(Your goal) Copy out every line of the entries below word for word, leaving out the pictures.

# Source data start

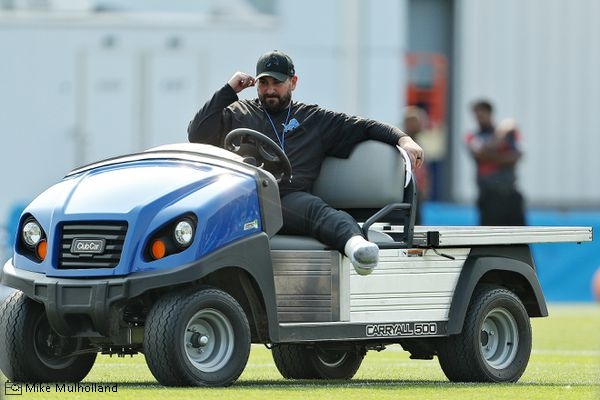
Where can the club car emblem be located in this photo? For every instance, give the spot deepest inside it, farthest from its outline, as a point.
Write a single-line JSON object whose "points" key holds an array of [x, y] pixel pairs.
{"points": [[87, 246]]}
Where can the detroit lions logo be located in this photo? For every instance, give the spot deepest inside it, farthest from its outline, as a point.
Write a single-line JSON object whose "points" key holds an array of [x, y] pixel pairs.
{"points": [[293, 124]]}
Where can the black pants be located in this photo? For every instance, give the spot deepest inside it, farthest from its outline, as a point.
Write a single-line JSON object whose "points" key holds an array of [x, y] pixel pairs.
{"points": [[307, 214], [501, 206]]}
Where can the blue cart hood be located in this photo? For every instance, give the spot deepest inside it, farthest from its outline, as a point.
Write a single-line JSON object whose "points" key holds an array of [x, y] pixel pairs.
{"points": [[144, 195]]}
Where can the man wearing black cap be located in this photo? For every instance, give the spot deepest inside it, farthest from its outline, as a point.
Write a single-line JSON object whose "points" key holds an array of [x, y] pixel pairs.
{"points": [[307, 134]]}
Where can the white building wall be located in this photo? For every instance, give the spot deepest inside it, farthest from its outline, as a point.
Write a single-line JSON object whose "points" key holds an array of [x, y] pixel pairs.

# Source data end

(Response to this exercise)
Where can the club car emblem be located in this photo? For every instance, give the spot deepest inside it, farthest from its outline, as a point.
Write a single-line JSON object whose "points" key holds an array of [x, y] pixel pairs.
{"points": [[87, 246]]}
Where can the detroit lions logo be located in this photo? For every instance, give the spot deepest inside it, farthest from its outline, as a point.
Write a single-line JSON object whose "points" key holds an array of [x, y] pixel pairs.
{"points": [[293, 124]]}
Where can the black pants be located in this photo? For every instance, give the spot deepest inside it, farthest from its outline, as a point.
Write a single-line JSON object whose "points" key holds an array of [x, y] pixel pairs.
{"points": [[307, 214], [501, 206]]}
Where can the blue cart hood be located in this photo? For every instance, give the spot deepest inside it, farthest from its outline, as a point.
Write a single-line JSON object whose "points" key holds an array of [x, y] pixel pairs.
{"points": [[144, 195]]}
Where can the man wearing black cap be located in this photo? For every instance, give the spot deepest inside it, farthest from its outline, as a point.
Write a single-line JSON object whose "points" key holds an array of [x, y] pixel pairs.
{"points": [[307, 134]]}
Where can the white building wall be located in this photo? For every instance, give the spot deepest inside it, farthest from its outline, as a point.
Write a single-line JSON object whose "points" key holds an array of [x, y] pixel pairs.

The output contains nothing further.